**The task:** Quote each of the entries below verbatim, line for line, with no changes.
┏━━
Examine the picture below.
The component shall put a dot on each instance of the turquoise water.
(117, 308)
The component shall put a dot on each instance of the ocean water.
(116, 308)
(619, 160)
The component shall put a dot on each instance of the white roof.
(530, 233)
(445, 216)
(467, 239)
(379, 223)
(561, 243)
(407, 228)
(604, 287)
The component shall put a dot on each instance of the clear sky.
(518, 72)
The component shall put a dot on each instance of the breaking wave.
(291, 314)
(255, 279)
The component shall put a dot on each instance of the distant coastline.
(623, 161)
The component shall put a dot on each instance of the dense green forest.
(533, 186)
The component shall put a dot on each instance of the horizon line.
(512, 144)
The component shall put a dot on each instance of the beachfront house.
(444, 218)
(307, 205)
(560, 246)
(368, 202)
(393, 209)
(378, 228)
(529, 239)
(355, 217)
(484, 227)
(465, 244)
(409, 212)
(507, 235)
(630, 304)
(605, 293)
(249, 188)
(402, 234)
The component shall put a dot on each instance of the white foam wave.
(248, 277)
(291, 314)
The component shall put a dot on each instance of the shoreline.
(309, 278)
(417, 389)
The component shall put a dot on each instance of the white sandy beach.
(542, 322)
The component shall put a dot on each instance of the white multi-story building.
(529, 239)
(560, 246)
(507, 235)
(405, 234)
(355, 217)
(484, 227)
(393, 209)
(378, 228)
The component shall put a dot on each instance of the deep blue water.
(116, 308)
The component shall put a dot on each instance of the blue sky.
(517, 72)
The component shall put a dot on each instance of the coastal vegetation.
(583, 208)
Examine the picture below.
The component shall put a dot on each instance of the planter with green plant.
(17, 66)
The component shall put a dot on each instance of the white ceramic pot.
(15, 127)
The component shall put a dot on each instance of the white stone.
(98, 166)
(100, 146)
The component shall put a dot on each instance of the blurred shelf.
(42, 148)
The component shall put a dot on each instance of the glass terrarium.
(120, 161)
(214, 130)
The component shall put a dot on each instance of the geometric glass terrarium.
┗━━
**Solution to the problem:**
Examine the picture below.
The component shall put a dot on each instance of the turquoise water.
(117, 308)
The component shall put a dot on each instance of the ocean water.
(116, 308)
(619, 160)
The component shall put a dot on each instance of the white roof.
(530, 233)
(445, 216)
(467, 239)
(379, 223)
(561, 243)
(407, 228)
(604, 287)
The component shall put a dot on each instance of the clear sky.
(518, 72)
The component shall put a dot on each instance of the breaking wave.
(291, 314)
(255, 279)
The component shall put a dot on each instance of the distant coastline.
(623, 161)
The component shall put a dot on each instance of the dense green forest.
(533, 186)
The component shall put a dot on each instance of the horizon line.
(512, 144)
The component shall put a dot on each instance of the beachfront house.
(444, 218)
(307, 205)
(560, 246)
(368, 202)
(393, 209)
(378, 228)
(529, 239)
(355, 217)
(484, 227)
(465, 244)
(409, 212)
(507, 235)
(630, 304)
(605, 293)
(249, 188)
(402, 234)
The component shall put a dot on each instance of the white foam wave.
(248, 277)
(291, 314)
The component shall put a dot on each instance of the shoreline.
(309, 278)
(417, 389)
The component shall put a dot on each instance of the white sandy beach.
(542, 322)
The component shall put a dot on each instance of the white multi-story building.
(529, 239)
(560, 246)
(507, 235)
(405, 234)
(355, 217)
(484, 227)
(393, 209)
(378, 228)
The component shall put a dot on each instance of the deep blue water.
(116, 308)
The component shall put a dot on each instance of the blue sky.
(517, 72)
The component shall put a dot on each instance of the coastal vegetation.
(583, 208)
Examine the picture below.
The component shall put a dot on each instance of the planter with green plant.
(17, 66)
The component shall put a dot on each instance of the white ceramic pot.
(15, 127)
The component shall put a dot on each instance of the white stone.
(98, 166)
(100, 146)
The component shall put a dot on each instance of the blurred shelf.
(42, 148)
The component shall put a dot on each instance of the glass terrarium.
(120, 161)
(214, 130)
The component shall put a dot on each instance of the geometric glass terrarium.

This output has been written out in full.